══ Texte affiché ══

A l’université Paris II - Assas en 2012. | CAMILLE STROMBONI/CC BY-ND 2.0

Editorial du « Monde ». Le tirage au sort, c’est le déni de méritocratie républicaine. On comprend ainsi l’émotion des candidats étudiants en médecine lorsqu’ils ont découvert, jeudi 8 juin, qu’ils n’étaient pas admis en première année commune aux études de santé (Paces), à l’issue de la première phase d’Admission post-bac (APB).

Le ministère avait expliqué en amont qu’il n’y aurait pas de tirage au sort. C’était compter sans l’afflux inattendu des candidatures pour devenir médecin, sage-femme, dentiste, pharmacien ou kinésithérapeute en Ile-de-France : il y en a eu cette année 7 650, pour seulement 6 793 places en première année dans les sept facultés de la région parisienne. Résultat, 857 jeunes se sont trouvés sur le carreau, ou plus précisément en liste d’attente, par le malheur du tirage au sort.

Tant pis pour les éléments les plus brillants, qui avaient vocation à suivre cette filière difficile. Tant pis pour tous les étudiants auxquels la garantie d’accès avait été promise. Devant le tollé, le gouvernement a tenu une réunion d’urgence. Les facultés vont pousser les murs, et les étudiants trouveront tous une place le 26 juin, lors de la deuxième phase de sélection d’APB, a promis le ministère.

Ce rafistolage met en lumière une situation intenable. Le refus proclamé de toute sélection à l’entrée transforme la première année de médecine en un immense gâchis humain. Les trois quarts des 57 000 inscrits échouent en fin de première année : un bachelier a 20 % de chances de réussir le concours en un an, à peine 40 % en deux ans, tandis que certains sont invités à se réorienter dès la fin du premier semestre. Ce système, destructeur psychologiquement et financièrement coûteux, n’empêche pas les étudiants d’affluer, d’où le tirage au sort, réalisé avant une année hypersélective : l’absurdité est complète.

═══
══ Informations affichées ══

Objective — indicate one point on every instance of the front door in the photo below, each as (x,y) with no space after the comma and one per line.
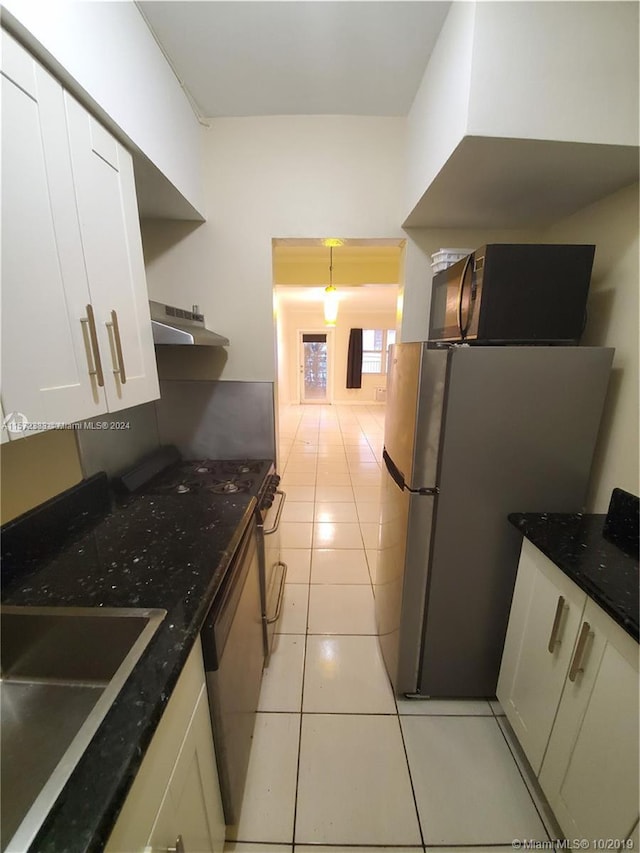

═══

Tâches à réaliser:
**A)** Répondez à ces questions sur l'éditorial consacré au tirage au sort en première année de médecine :
(i) Combien de candidatures y a-t-il eu cette année en Ile-de-France ?
(ii) À quelle date le ministère promet-il une place à tous les étudiants ?
(iii) Quelle part des 57 000 inscrits échoue en fin de première année ?
**B)** Recopiez, dans l'éditorial sur le tirage au sort en médecine, le passage allant de « Le ministère avait » jusqu'à « promis le ministère. ».
**C)** Rédigez la suite de l'éditorial sur le tirage au sort en médecine, à partir de sa dernière phrase.
Les lignes n'interviennent pas dans ce travail.

Résultats:
**A)**
(i) 7 650.
(ii) Le 26 juin, lors de la deuxième phase de sélection d'APB.
(iii) Les trois quarts.

**B)**
Le ministère avait expliqué en amont qu’il n’y aurait pas de tirage au sort. C’était compter sans l’afflux inattendu des candidatures pour devenir médecin, sage-femme, dentiste, pharmacien ou kinésithérapeute en Ile-de-France : il y en a eu cette année 7 650, pour seulement 6 793 places en première année dans les sept facultés de la région parisienne. Résultat, 857 jeunes se sont trouvés sur le carreau, ou plus précisément en liste d’attente, par le malheur du tirage au sort.

Tant pis pour les éléments les plus brillants, qui avaient vocation à suivre cette filière difficile. Tant pis pour tous les étudiants auxquels la garantie d’accès avait été promise. Devant le tollé, le gouvernement a tenu une réunion d’urgence. Les facultés vont pousser les murs, et les étudiants trouveront tous une place le 26 juin, lors de la deuxième phase de sélection d’APB, a promis le ministère.

**C)**
« Le plus bête des systèmes »

Cette situation s’explique par le manque de courage des pouvoirs publics, qui préfèrent l’injuste tirage au sort à l’adaptation du système. L’émotion se focalise sur la médecine, discipline plus visible et jugée plus noble, mais toute l’université est gagnée par cette échappatoire. Le tirage a concerné cette année 169 licences dites « sous tension », contre 78 l’an dernier.

L’exécutif sait que cette pratique est très douteuse. En catimini, dans l’entre-deux-tours de la présidentielle, la ministre de l’éducation nationale de l’époque, Najat Vallaud-Belkacem, a publié une circulaire visant à sécuriser juridiquement le tirage au sort, pourtant qualifié de « plus bête des systèmes » par Thierry Mandon, alors secrétaire d’Etat à l’enseignement supérieur. Cette circulaire a été attaquée devant le Conseil d’Etat, qui a refusé, le 2 juin, de suspendre le texte, pour « défaut d’urgence ». Et, lorsque l’urgence a été constatée, le nouveau gouvernement a rafistolé l’affaire.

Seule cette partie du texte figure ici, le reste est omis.